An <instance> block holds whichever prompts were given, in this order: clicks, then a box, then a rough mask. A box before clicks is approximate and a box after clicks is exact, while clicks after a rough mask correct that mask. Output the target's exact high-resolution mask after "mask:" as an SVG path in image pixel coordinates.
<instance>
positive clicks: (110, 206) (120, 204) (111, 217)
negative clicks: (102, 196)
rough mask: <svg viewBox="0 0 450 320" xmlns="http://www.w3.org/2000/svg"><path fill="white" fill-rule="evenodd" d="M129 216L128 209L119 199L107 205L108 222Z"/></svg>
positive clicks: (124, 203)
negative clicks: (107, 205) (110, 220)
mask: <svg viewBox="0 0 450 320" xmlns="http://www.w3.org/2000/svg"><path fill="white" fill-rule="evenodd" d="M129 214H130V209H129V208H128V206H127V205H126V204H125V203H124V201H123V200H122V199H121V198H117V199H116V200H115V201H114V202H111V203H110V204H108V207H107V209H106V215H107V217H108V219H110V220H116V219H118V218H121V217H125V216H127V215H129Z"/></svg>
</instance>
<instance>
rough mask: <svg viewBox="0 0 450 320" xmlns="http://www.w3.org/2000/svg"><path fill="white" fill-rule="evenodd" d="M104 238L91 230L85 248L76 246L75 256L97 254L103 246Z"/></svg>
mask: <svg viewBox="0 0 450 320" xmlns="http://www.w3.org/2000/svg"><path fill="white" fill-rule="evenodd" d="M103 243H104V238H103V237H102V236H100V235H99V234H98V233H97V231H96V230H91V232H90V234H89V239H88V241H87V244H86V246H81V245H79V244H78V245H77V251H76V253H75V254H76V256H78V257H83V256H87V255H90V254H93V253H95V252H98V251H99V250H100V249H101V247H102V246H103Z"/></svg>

= INSTRUCTIONS FOR THE TASK =
Where does "positive" appear in the listing? Show every line that has it.

= RESPONSE =
positive clicks: (110, 206) (120, 204) (111, 217)
positive clicks: (124, 203)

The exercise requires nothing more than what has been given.